#### TEXT BLOCK

Intersection of two vector subspaces Let $F$ and $G$ be vector subspaces: $F=\operatorname{Span}\{(0,1,0)\}$ and $G=\operatorname{Span}\{(1,1,1)\}$.
What is the intersection between $F$ and $G$? In other words, what is $F\cap G=?$
I thought it would be $\{0\}$ but WolframAlpha tells me otherwise. I try to find the intersection in the following way:


*

*$a(0,1,0)=b(1,1,1)$

*I get the following system.
$a=0$
$a=b$
$0=b$

*The result is
$a=0$ and $b=0$. Thus, $0(0,1,0)=0(1,1,1)=\{0\}$.   
It seems that I am wrong. Please correct me.
P.S. If $F=\operatorname{Span}\{(x,0,z)\}$ and $G=\operatorname{Span}\{(0,0,z)\}$, the intersection would be the $z$ axis that traverses the $xz$ plane of $F$ subspace. But I can't prove that the way I do with the system. How do I prove it?

########

* [WHAT IS BEING ASKED]:
Continue the forum post about the intersection of two vector subspaces, picking up right after its last sentence.

#### DATA EXTRACT

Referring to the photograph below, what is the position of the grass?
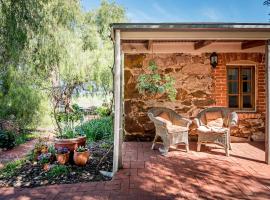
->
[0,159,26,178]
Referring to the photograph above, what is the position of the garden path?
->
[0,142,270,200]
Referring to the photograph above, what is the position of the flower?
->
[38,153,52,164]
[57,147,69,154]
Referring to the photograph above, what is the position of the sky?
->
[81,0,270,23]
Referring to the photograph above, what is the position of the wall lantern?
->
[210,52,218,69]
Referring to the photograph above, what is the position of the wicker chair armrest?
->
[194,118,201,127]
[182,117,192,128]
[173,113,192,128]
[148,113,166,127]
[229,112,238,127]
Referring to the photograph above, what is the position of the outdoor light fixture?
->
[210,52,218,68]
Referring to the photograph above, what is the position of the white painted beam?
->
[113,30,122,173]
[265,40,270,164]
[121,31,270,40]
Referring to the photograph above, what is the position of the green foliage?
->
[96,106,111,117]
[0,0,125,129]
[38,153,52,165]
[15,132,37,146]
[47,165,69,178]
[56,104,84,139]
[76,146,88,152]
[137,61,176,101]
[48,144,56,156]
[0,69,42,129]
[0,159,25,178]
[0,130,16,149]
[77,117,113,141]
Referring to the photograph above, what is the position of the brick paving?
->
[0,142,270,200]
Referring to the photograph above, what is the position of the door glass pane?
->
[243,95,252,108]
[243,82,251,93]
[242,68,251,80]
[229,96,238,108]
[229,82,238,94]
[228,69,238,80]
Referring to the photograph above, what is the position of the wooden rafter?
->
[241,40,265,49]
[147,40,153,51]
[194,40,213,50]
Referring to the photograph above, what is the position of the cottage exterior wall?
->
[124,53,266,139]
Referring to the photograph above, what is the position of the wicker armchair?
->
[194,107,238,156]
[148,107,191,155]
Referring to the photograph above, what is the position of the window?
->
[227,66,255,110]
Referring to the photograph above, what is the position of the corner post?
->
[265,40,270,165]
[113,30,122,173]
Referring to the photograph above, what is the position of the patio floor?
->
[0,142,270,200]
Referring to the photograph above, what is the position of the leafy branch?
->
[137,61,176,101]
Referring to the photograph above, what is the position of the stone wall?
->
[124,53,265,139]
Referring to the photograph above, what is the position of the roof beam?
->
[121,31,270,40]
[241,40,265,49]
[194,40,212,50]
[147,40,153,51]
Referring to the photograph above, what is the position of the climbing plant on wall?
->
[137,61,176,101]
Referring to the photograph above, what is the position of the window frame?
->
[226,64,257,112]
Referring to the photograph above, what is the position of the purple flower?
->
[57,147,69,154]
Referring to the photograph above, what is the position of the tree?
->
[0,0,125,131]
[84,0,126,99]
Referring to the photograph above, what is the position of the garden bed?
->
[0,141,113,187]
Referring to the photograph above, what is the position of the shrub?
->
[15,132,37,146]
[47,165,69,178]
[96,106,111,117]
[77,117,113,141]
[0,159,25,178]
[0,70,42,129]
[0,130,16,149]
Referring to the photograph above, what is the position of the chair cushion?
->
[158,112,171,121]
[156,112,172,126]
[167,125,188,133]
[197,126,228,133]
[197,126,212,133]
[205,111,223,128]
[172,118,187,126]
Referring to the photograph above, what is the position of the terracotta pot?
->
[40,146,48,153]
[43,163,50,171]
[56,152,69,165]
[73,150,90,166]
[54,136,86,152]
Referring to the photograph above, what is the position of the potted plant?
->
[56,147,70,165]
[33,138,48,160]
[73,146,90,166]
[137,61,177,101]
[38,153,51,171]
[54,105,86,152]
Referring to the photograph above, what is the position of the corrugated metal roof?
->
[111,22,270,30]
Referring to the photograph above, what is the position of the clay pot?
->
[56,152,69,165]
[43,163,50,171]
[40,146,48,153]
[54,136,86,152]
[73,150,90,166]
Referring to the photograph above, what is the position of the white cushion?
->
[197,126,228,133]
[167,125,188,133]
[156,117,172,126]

########
#### DATA EXTRACT

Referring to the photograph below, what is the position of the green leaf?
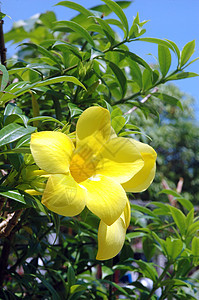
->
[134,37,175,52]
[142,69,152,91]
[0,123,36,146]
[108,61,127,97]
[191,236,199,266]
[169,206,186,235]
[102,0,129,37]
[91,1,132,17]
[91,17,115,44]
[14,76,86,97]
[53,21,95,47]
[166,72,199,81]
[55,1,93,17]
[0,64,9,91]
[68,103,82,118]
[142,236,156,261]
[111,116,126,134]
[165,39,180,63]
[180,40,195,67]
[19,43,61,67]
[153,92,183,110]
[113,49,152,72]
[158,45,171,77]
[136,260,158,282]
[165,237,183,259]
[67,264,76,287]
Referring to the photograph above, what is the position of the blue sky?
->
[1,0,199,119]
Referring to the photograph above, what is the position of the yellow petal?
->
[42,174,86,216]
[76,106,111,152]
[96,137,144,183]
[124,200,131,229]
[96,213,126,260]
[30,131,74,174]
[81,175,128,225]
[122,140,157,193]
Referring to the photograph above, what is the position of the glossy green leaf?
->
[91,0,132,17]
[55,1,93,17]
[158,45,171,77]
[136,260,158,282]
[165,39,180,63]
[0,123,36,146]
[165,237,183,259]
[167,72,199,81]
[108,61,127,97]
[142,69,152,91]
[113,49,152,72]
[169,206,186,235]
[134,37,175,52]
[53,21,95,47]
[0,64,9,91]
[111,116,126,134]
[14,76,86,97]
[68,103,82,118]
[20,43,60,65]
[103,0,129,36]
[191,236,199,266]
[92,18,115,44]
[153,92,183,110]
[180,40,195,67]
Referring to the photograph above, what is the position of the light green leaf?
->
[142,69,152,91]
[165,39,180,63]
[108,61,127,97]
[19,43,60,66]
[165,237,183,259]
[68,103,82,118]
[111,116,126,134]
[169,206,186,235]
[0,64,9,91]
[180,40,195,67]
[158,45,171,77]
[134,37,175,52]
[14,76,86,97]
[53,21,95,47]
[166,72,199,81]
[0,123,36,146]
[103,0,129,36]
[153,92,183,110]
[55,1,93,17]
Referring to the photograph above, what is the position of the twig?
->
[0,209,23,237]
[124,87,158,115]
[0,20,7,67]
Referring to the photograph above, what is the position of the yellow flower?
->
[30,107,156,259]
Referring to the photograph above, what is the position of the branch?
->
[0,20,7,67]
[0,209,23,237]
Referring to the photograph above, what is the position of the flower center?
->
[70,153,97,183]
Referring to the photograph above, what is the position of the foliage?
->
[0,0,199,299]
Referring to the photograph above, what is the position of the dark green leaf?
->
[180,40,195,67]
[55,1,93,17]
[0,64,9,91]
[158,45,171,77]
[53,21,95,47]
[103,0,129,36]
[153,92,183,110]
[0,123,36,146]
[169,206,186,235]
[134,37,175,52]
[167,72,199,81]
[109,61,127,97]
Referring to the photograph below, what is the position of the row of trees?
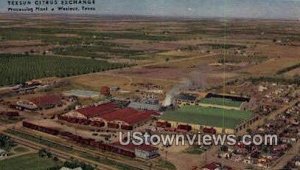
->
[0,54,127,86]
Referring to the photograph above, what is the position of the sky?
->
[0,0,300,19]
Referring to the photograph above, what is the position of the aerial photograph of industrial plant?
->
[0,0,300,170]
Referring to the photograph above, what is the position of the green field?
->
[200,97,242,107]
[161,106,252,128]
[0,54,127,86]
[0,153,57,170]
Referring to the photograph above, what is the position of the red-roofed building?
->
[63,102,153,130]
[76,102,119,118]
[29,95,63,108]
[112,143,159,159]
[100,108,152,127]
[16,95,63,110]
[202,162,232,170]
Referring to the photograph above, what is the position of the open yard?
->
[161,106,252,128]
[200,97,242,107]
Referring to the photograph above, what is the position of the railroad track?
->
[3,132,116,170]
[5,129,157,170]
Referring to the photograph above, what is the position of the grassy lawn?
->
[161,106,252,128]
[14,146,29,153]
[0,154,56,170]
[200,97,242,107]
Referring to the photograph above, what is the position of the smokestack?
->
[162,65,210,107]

########

* [THE REPLY]:
 A: We've already taken care of your first question in the comments. Here's an easy way to answer your second question: since $G\subseteq F$, it follows immediately that $F\cap G=G$. The reason for $G\subseteq F$: any element $\mathbf{v}\in G$ is of the form $\mathbf{v}=(0,0,z)$ for some $z\in\mathbb{R}$; but then $\mathbf{v}\in F$, because we can represent it as $\mathbf{v}=(0,0,z)=(x,0,z)$, where $x=0$.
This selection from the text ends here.